▶ _What to do_
How many lines in the records below contain the word "stethoscope"? Reply with only the number.

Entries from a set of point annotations

● ● ●

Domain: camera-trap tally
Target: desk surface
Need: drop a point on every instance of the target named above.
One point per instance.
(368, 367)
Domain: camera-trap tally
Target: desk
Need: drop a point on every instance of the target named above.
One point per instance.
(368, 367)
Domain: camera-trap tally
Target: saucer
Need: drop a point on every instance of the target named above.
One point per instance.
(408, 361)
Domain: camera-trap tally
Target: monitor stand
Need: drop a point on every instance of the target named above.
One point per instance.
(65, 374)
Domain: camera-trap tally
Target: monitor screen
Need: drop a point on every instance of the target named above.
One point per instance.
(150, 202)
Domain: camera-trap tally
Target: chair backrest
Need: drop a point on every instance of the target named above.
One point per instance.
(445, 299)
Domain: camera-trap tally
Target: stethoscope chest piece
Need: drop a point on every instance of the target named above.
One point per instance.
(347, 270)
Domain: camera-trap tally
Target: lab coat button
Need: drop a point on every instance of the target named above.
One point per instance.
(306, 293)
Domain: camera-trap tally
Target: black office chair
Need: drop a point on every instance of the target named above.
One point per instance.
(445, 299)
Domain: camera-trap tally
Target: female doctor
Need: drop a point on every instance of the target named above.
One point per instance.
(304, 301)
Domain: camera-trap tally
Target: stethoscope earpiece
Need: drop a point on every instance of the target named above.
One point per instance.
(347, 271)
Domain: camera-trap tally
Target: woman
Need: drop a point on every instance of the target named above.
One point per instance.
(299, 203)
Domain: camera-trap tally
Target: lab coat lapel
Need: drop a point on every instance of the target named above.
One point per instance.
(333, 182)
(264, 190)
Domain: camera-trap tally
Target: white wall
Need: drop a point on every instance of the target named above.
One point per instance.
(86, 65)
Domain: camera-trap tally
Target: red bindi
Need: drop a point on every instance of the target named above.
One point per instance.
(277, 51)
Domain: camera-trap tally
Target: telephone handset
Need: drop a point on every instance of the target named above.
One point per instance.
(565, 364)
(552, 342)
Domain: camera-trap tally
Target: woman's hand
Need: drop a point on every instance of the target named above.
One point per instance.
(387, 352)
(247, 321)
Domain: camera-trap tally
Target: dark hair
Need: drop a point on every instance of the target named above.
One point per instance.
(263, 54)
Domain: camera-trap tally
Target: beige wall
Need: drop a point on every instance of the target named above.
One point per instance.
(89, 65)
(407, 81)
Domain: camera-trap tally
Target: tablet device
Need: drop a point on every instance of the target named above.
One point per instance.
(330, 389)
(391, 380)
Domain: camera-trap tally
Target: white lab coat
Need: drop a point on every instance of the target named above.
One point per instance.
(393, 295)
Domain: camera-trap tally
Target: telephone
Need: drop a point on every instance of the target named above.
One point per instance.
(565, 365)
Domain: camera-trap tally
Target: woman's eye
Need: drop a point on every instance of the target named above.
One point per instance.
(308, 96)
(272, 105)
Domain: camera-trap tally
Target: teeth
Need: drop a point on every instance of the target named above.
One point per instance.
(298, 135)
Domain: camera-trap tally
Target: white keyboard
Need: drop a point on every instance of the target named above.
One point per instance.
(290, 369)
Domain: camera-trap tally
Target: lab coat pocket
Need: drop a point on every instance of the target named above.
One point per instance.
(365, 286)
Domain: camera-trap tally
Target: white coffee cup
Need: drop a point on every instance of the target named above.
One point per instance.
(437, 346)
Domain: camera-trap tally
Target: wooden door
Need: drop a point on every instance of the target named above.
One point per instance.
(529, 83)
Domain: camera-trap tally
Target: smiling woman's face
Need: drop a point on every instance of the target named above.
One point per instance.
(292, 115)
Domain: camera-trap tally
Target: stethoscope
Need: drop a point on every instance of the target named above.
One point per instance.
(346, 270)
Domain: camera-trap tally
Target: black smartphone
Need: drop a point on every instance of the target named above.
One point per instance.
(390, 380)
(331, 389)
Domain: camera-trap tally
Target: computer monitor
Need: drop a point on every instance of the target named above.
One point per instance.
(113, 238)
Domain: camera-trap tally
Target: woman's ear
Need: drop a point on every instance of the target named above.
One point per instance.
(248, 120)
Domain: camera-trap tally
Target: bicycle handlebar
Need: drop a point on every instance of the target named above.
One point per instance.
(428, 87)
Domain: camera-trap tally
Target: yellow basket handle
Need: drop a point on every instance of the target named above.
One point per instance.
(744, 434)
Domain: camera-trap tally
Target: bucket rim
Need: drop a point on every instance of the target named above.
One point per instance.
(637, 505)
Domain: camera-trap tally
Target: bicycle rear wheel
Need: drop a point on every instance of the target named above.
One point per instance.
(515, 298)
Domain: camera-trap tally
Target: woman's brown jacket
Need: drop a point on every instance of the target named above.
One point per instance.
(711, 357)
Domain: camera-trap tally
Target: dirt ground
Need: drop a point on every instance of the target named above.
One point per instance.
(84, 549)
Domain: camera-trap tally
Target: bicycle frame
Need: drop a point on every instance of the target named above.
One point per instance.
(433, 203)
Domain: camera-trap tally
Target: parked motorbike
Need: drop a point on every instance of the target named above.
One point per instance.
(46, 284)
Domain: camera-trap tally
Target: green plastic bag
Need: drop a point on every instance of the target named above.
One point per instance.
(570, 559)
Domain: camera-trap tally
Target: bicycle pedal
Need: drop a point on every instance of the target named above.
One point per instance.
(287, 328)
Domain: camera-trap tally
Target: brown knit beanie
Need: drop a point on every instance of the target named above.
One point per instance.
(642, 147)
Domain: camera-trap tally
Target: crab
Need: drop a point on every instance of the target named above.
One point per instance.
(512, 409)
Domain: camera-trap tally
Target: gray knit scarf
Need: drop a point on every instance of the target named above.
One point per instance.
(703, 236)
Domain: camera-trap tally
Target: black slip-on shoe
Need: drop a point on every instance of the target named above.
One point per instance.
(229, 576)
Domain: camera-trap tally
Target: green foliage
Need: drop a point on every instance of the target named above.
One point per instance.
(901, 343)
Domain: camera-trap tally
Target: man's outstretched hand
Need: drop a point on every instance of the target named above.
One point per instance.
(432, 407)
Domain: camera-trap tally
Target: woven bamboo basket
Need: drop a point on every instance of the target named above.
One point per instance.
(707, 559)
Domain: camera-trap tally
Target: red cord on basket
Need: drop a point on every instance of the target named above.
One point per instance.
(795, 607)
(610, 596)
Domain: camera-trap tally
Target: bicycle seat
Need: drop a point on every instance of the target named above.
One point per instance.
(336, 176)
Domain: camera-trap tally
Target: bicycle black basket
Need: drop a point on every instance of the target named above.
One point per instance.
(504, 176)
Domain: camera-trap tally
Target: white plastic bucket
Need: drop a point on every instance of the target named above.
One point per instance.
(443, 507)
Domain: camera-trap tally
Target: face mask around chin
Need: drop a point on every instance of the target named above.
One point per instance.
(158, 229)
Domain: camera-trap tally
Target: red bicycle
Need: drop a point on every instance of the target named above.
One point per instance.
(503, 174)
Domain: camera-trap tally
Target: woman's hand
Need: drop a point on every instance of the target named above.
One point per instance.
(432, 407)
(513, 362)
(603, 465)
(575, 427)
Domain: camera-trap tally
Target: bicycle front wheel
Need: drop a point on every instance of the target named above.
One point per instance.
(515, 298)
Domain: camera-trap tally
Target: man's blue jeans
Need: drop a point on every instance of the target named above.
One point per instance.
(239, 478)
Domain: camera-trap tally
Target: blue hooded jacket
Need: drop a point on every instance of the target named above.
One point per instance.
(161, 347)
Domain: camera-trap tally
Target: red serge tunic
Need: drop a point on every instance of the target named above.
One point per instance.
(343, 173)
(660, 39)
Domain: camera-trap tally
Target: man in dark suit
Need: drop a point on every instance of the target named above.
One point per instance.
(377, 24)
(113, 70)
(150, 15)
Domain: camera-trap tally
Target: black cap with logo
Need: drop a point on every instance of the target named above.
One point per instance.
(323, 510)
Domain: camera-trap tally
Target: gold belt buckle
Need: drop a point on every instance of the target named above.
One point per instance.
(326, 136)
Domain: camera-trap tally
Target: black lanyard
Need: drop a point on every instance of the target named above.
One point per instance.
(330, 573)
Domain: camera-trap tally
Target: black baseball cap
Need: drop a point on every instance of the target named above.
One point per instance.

● ● ●

▶ _Response_
3